Published 24 January 2014

Currently, it can take several days to detect bacteria in meat. A biomedical engineering graduate student at the University of New Mexico is working on ways quickly to detect Escherichia coli or E. coli bacteria in meat before it reaches the consumer. “If we are able to detect E. coli very early on in the beef chain, for example, in cows that are in the pasture or in beef samples from the slaughterhouse, we can prevent further contamination down the line, thereby mitigating the effect of mass recalls and illness,” she says.

Loreen Lamoureaux, a University of New Mexico biomedical engineering graduate student, is working on ways quickly to detect Escherichia coli or E. coli bacteria in meat before it reaches the consumer.

Lamoureaux is one of dozens of collaborators working on a U.S. Department of Agriculture grant to find ways to detect the bacteria as early as possible in the food chain.

A UNM release reports that currently, it can take several days to detect bacteria in meat. Lamoureaux and her collaborators are working on a way to make the detection process much faster. Her work at Los Alamos National Laboratory (LANL) with Harshini Mukundan, and at UNM with Professor Steven Graves at the Center for Biomedical Engineering, focuses on ways to detect Shiga toxins and other important markers of the bacteria. She has purified and developed assays for a key biomarker as well as used biophysical methods to characterize the molecular interactions of the biomarkers with cell membranes.

**Material provided**
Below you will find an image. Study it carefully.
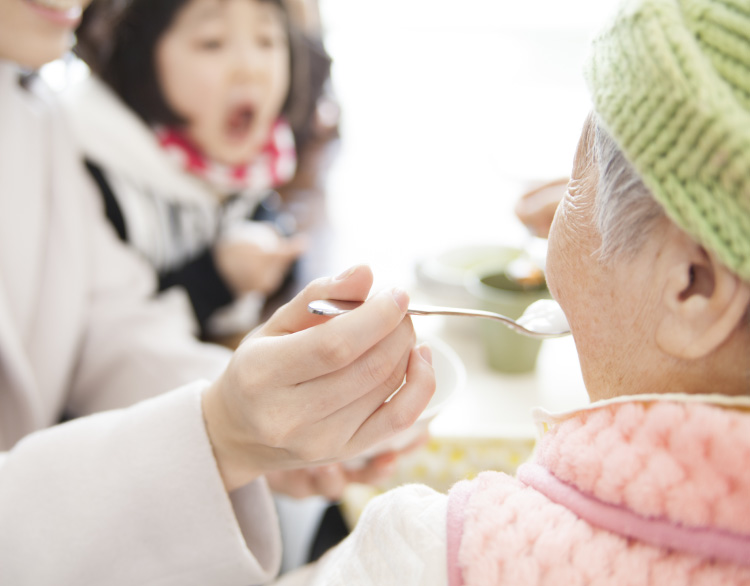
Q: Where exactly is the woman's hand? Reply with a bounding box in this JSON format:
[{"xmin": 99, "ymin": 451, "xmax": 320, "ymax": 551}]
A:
[
  {"xmin": 214, "ymin": 221, "xmax": 307, "ymax": 295},
  {"xmin": 203, "ymin": 266, "xmax": 435, "ymax": 491}
]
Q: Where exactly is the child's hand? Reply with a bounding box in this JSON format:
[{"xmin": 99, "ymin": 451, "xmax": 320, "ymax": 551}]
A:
[{"xmin": 214, "ymin": 222, "xmax": 306, "ymax": 295}]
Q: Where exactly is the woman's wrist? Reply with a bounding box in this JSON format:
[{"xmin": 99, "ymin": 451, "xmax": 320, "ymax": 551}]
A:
[{"xmin": 201, "ymin": 381, "xmax": 263, "ymax": 493}]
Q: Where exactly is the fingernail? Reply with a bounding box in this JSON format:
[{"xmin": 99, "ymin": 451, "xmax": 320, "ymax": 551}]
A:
[
  {"xmin": 417, "ymin": 344, "xmax": 432, "ymax": 366},
  {"xmin": 391, "ymin": 287, "xmax": 409, "ymax": 313},
  {"xmin": 333, "ymin": 266, "xmax": 357, "ymax": 281}
]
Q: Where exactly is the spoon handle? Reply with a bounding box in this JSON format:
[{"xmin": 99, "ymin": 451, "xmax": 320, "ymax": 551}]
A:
[{"xmin": 307, "ymin": 299, "xmax": 570, "ymax": 339}]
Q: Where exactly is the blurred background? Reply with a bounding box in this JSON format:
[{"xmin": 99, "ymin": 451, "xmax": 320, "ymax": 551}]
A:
[{"xmin": 319, "ymin": 0, "xmax": 613, "ymax": 286}]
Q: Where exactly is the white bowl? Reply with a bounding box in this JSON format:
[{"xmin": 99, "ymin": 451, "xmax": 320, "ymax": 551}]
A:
[{"xmin": 344, "ymin": 338, "xmax": 466, "ymax": 469}]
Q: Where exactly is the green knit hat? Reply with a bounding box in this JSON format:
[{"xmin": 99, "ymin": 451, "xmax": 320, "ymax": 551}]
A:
[{"xmin": 586, "ymin": 0, "xmax": 750, "ymax": 281}]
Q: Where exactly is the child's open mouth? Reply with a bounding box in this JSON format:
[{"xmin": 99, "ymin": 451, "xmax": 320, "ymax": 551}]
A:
[
  {"xmin": 226, "ymin": 104, "xmax": 255, "ymax": 140},
  {"xmin": 26, "ymin": 0, "xmax": 83, "ymax": 24}
]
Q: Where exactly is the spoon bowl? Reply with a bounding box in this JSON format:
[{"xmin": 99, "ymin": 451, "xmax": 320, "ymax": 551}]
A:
[{"xmin": 307, "ymin": 299, "xmax": 570, "ymax": 339}]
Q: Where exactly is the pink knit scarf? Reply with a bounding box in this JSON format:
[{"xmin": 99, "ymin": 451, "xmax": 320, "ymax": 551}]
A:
[
  {"xmin": 447, "ymin": 395, "xmax": 750, "ymax": 586},
  {"xmin": 155, "ymin": 118, "xmax": 297, "ymax": 192}
]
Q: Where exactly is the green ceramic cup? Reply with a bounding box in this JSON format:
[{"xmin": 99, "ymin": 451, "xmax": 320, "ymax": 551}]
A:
[{"xmin": 466, "ymin": 264, "xmax": 550, "ymax": 374}]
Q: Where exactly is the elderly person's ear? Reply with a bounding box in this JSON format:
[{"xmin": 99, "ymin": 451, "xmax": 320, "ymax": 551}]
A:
[{"xmin": 656, "ymin": 227, "xmax": 750, "ymax": 360}]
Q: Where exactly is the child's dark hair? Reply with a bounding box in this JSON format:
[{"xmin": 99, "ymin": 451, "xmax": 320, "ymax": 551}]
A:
[{"xmin": 75, "ymin": 0, "xmax": 330, "ymax": 148}]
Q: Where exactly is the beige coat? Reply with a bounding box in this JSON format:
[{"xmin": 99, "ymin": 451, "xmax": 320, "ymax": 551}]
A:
[{"xmin": 0, "ymin": 61, "xmax": 280, "ymax": 586}]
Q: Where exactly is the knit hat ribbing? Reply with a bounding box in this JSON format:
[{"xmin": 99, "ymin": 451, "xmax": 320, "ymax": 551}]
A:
[{"xmin": 585, "ymin": 0, "xmax": 750, "ymax": 281}]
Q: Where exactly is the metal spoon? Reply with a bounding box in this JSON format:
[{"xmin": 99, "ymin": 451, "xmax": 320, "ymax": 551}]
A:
[{"xmin": 307, "ymin": 299, "xmax": 570, "ymax": 338}]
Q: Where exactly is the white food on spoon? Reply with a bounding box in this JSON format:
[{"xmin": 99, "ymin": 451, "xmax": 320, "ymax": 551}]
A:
[{"xmin": 516, "ymin": 299, "xmax": 570, "ymax": 334}]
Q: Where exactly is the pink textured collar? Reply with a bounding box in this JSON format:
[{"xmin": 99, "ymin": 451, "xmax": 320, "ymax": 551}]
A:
[
  {"xmin": 517, "ymin": 464, "xmax": 750, "ymax": 566},
  {"xmin": 535, "ymin": 397, "xmax": 750, "ymax": 536}
]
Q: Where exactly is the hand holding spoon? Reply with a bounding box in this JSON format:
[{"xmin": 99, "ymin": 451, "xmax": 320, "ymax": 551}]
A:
[{"xmin": 307, "ymin": 299, "xmax": 570, "ymax": 338}]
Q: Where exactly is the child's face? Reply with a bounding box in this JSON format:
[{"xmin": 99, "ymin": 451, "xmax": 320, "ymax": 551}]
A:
[
  {"xmin": 156, "ymin": 0, "xmax": 289, "ymax": 165},
  {"xmin": 0, "ymin": 0, "xmax": 91, "ymax": 68}
]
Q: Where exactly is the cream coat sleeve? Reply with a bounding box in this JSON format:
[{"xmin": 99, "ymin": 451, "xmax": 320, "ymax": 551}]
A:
[
  {"xmin": 274, "ymin": 484, "xmax": 448, "ymax": 586},
  {"xmin": 0, "ymin": 383, "xmax": 280, "ymax": 586}
]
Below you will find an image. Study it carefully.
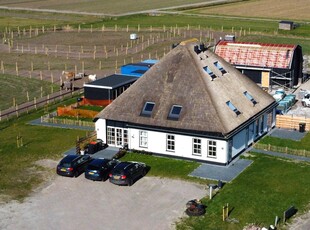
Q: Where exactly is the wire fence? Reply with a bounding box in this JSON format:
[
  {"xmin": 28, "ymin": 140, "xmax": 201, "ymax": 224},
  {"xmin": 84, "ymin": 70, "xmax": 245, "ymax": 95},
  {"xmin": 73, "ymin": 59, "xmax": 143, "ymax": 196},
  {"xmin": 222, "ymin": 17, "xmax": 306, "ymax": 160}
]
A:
[{"xmin": 41, "ymin": 115, "xmax": 95, "ymax": 127}]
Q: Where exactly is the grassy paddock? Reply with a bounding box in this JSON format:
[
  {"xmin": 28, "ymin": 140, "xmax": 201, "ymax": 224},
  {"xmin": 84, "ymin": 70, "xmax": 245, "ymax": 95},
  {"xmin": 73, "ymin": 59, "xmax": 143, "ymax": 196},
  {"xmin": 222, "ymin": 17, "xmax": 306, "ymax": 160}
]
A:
[
  {"xmin": 177, "ymin": 153, "xmax": 310, "ymax": 230},
  {"xmin": 259, "ymin": 133, "xmax": 310, "ymax": 151},
  {"xmin": 0, "ymin": 98, "xmax": 86, "ymax": 202},
  {"xmin": 191, "ymin": 0, "xmax": 310, "ymax": 21},
  {"xmin": 0, "ymin": 74, "xmax": 59, "ymax": 110},
  {"xmin": 1, "ymin": 0, "xmax": 210, "ymax": 14}
]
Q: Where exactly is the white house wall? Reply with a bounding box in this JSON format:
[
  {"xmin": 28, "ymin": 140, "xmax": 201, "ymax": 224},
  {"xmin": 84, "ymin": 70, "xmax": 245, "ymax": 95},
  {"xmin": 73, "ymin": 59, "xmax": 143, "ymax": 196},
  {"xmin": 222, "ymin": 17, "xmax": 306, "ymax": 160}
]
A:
[{"xmin": 129, "ymin": 129, "xmax": 228, "ymax": 164}]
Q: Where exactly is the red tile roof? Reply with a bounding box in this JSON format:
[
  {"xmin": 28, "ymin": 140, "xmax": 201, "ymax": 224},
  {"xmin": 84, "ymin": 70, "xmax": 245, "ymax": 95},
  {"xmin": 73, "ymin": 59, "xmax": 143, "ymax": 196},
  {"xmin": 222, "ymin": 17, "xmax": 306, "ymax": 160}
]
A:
[{"xmin": 215, "ymin": 41, "xmax": 296, "ymax": 69}]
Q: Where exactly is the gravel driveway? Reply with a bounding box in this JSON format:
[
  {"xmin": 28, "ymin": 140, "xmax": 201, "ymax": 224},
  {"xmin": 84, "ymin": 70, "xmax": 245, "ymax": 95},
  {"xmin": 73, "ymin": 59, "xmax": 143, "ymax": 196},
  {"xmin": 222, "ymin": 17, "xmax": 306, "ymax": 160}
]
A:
[{"xmin": 0, "ymin": 174, "xmax": 207, "ymax": 230}]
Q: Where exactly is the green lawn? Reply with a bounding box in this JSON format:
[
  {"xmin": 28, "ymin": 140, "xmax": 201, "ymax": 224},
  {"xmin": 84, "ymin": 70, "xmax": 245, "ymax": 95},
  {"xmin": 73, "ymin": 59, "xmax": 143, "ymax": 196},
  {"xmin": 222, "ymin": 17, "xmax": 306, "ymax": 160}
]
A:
[
  {"xmin": 259, "ymin": 133, "xmax": 310, "ymax": 151},
  {"xmin": 177, "ymin": 153, "xmax": 310, "ymax": 230},
  {"xmin": 1, "ymin": 0, "xmax": 210, "ymax": 14},
  {"xmin": 0, "ymin": 99, "xmax": 86, "ymax": 201}
]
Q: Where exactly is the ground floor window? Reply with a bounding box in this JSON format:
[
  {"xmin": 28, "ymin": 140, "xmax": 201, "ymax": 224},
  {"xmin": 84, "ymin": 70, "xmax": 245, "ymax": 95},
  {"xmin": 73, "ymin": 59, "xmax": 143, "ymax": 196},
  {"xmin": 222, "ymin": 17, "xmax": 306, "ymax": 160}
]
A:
[
  {"xmin": 124, "ymin": 129, "xmax": 128, "ymax": 144},
  {"xmin": 139, "ymin": 131, "xmax": 147, "ymax": 148},
  {"xmin": 167, "ymin": 135, "xmax": 175, "ymax": 151},
  {"xmin": 107, "ymin": 127, "xmax": 128, "ymax": 147},
  {"xmin": 107, "ymin": 127, "xmax": 115, "ymax": 145},
  {"xmin": 208, "ymin": 141, "xmax": 216, "ymax": 157},
  {"xmin": 193, "ymin": 138, "xmax": 201, "ymax": 156}
]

**Tasks to carry out**
1 - According to the article on detecting E. coli in meat, which agency's grant is Lamoureaux working on?
2 - Continue the article on detecting E. coli in meat from the point where it stops.

**Expected responses**
1 - The U.S. Department of Agriculture.

2 -
“If we are able to detect E. coli very early on in the beef chain for example, in cows that are in the pasture or in beef samples from the slaughterhouse, we can prevent further contamination down the line, thereby mitigating the effect of mass recalls and illness,” Lamoureaux said.

Lamoureaux also works with Gabriel Montano at the Center for Integrated Nanotechnologies at LANL.

Previously, she had an internship with Professor of Veterinary and Biomedical Sciences Rodney Moxley at the University of Nebraska.

Lamoureaux recently received recognition for her work from the New Mexico Consortium, a non-profit corporation formed by New Mexico’s three research universities.